The entries shown next need to be written again word for word.

[Record set Boundary: Start]

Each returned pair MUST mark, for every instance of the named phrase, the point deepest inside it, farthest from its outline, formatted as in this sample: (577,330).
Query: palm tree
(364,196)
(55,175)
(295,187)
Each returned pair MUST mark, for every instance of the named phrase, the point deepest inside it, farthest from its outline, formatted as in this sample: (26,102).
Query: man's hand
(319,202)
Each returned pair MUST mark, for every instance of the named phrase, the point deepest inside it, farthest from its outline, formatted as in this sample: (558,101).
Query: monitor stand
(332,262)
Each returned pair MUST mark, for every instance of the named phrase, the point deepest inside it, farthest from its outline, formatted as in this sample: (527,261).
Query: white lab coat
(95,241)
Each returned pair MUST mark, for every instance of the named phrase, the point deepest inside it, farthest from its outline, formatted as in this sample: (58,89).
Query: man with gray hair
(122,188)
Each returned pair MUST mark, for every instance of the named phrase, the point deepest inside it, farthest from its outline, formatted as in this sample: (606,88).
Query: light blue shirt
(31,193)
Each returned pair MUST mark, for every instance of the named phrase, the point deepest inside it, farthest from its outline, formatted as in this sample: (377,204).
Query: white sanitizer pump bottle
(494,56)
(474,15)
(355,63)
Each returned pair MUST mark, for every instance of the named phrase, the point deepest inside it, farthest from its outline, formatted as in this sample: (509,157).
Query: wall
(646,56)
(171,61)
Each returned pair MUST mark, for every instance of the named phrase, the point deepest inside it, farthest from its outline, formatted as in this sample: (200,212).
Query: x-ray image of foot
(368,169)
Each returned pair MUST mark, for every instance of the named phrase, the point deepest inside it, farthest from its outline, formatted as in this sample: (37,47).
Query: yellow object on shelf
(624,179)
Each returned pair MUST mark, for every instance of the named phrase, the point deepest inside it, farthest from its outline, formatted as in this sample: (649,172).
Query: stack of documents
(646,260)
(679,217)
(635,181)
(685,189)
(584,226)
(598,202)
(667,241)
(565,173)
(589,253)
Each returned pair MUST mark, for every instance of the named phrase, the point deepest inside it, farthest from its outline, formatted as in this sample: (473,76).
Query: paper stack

[Record set Boundary: End]

*Final answer*.
Each returned pair MUST mark, for every instance of the named phrase, the point deepest inside it, farthest from its outline, formatted as in this sample: (577,330).
Query: palm tree
(364,196)
(55,175)
(295,187)
Each returned pair MUST mark, for every instance of the named phrase, the point deepest inside it, farthest from its outline, formatted as in this sample: (26,102).
Query: man's hand
(319,202)
Each returned pair MUST mark, for every instance of the named phrase, the point deepest inside it, farthest from its outline, formatted as in this sample: (558,101).
Query: monitor stand
(332,262)
Each returned pair MUST mark, for every instance of the named phrase, the point deepest inside it, farthest from its outline, formatted as in this sample: (527,261).
Query: white lab coat
(95,241)
Each returned pair MUST mark, for every instance of the named phrase, the point deepest inside it, farthest from its outline, formatted as in this sample: (58,89).
Query: man with gray hair
(122,188)
Each returned pair MUST mark, for every instance of the named phrase, the point deepest inside it, farthest from its outline, formatted as in this sample: (606,88).
Query: light blue shirt
(31,193)
Each returned pair MUST mark, for every instance of the named phrase, the point deepest inside it, farthest from its outline, formatted as in this sample: (377,204).
Query: white sanitizer pump bottle
(494,56)
(474,15)
(355,63)
Each returned pair MUST mark, for every instance of the named phrase, the point deepest inside it, farthest from its outline, formatted as in this sample: (509,157).
Query: wall
(646,56)
(171,61)
Each returned pair MUST mark, for every instance of the named phrase, the point deepest inside it, farthest from its outline, formatted as in this sample: (200,212).
Query: x-ray image of foot
(368,169)
Each returned pair MUST mark, for every instance of the named phrase, the point deepest inside it, farthest from its outline, formatted as in this sample: (37,47).
Query: yellow object on shelf
(624,179)
Each returned pair MUST mark, for every instance of the named phrase, the point deepest inside it, farthest from its outline, formatted as in this sample: (649,172).
Query: stack of documents
(646,260)
(679,217)
(635,181)
(685,189)
(584,226)
(598,202)
(667,241)
(565,173)
(589,253)
Each returned pair MUST mark, for every instance of the named phrase, the point deepest inside it, farthest from its outline, formatted as in this sample: (473,76).
Query: paper stack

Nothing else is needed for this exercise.